AIM: Transcribe the material below word for word, covering only the stretch from the line that contains "Pick-planner input: for every instance of the book page" through the line that contains "point(173, 333)".
• • •
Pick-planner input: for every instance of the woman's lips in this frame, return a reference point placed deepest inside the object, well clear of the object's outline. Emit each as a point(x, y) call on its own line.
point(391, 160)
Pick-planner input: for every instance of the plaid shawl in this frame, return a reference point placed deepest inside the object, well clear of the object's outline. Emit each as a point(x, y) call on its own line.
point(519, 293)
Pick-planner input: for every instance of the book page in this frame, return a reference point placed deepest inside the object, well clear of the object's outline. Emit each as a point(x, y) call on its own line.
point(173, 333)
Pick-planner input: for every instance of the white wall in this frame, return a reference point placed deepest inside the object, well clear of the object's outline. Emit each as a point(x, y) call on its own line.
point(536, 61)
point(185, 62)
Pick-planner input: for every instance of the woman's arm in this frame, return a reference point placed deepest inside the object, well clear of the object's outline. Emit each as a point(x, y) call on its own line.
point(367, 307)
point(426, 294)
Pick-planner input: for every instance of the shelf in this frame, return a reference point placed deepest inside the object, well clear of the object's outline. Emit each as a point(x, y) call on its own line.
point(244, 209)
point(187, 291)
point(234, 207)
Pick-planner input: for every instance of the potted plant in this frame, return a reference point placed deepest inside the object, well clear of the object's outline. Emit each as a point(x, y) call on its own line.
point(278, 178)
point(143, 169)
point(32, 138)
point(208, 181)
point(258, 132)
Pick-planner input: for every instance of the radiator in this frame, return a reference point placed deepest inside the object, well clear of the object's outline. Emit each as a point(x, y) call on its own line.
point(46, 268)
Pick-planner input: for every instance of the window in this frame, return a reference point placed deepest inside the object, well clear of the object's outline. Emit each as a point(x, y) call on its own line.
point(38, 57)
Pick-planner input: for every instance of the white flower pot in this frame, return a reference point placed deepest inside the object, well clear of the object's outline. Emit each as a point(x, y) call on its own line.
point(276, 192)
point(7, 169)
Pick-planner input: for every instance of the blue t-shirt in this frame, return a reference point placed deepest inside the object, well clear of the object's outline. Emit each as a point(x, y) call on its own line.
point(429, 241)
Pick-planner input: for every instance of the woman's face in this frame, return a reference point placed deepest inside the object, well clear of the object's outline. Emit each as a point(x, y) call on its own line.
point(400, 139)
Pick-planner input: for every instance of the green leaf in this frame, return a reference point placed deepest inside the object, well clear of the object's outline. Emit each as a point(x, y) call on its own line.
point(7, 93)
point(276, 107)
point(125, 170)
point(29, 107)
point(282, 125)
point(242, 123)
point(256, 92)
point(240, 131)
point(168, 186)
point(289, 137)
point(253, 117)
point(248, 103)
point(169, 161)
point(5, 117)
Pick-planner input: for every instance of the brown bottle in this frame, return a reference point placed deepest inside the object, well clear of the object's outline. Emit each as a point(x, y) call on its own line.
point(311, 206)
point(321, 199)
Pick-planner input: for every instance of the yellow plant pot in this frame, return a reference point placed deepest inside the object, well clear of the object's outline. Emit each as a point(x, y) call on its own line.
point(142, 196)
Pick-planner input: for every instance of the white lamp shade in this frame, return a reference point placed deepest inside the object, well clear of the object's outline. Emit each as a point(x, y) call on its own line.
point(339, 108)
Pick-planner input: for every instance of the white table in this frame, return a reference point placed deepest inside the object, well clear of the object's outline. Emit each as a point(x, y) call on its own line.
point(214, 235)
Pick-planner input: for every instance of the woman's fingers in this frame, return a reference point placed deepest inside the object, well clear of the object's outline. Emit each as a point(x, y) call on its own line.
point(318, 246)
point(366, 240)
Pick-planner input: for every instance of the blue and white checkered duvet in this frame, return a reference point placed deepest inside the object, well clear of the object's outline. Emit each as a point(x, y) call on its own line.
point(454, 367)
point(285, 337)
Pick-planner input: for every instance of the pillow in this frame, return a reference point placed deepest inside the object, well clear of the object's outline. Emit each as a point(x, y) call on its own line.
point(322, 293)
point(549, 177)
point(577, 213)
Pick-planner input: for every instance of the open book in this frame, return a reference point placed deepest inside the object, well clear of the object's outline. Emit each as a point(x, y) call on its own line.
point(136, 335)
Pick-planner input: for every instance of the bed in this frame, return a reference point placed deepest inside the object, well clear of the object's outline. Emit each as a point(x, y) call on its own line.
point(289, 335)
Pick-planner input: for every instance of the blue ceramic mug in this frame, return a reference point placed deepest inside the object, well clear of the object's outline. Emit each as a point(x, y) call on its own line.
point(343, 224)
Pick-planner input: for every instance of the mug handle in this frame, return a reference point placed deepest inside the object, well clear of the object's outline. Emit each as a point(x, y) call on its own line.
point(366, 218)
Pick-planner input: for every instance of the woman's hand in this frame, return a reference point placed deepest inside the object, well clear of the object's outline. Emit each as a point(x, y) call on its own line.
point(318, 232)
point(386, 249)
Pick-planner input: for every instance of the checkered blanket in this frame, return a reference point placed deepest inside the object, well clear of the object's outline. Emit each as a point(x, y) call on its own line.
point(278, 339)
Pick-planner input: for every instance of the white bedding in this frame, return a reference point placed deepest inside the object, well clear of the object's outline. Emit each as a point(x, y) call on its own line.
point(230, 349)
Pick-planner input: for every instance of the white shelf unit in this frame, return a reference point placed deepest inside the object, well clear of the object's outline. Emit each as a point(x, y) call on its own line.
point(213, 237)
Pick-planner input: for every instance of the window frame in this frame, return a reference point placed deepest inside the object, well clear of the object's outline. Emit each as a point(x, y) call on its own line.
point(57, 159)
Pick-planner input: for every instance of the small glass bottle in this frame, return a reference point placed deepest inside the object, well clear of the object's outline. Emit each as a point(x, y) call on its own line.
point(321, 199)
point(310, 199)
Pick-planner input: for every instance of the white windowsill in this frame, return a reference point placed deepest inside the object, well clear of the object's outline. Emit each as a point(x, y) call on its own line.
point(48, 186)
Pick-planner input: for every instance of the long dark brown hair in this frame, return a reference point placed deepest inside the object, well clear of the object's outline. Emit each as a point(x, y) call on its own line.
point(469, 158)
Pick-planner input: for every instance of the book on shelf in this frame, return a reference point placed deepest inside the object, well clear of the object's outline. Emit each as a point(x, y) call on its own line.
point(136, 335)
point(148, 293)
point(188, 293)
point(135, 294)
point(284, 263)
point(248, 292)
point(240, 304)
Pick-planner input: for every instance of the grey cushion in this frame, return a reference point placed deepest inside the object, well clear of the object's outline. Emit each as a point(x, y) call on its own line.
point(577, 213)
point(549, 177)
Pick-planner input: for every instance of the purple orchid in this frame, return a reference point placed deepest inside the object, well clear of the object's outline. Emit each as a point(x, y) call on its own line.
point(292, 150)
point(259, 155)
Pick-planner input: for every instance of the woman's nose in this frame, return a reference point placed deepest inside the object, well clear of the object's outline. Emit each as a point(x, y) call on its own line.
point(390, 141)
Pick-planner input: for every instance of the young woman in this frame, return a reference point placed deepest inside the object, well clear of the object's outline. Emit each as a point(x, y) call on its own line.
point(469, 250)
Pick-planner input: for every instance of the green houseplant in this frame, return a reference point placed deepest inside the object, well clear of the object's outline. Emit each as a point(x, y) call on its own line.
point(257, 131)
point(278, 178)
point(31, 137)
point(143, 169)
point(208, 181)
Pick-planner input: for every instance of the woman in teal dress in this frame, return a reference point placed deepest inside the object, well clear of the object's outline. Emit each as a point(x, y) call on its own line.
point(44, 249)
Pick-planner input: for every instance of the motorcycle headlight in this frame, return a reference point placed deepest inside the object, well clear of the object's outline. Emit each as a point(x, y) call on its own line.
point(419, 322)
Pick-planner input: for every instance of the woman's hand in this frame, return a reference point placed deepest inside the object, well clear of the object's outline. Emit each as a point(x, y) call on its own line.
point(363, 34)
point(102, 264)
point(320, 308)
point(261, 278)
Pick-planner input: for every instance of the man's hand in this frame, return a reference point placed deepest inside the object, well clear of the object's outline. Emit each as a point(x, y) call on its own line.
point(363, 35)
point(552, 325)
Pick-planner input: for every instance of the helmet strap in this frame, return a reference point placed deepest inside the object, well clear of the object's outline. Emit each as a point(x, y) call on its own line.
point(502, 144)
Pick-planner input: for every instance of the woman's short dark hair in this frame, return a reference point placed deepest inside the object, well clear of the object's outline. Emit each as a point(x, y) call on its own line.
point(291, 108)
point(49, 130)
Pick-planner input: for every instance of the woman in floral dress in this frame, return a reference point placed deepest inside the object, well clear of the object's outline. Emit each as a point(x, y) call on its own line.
• • •
TASK OUTPUT:
Pick-planner input: for every instance of the book page in this frame, return a reference point placed deepest inside the object, well clear of the object's outline. Emit each as a point(x, y) call on its own line.
point(173, 333)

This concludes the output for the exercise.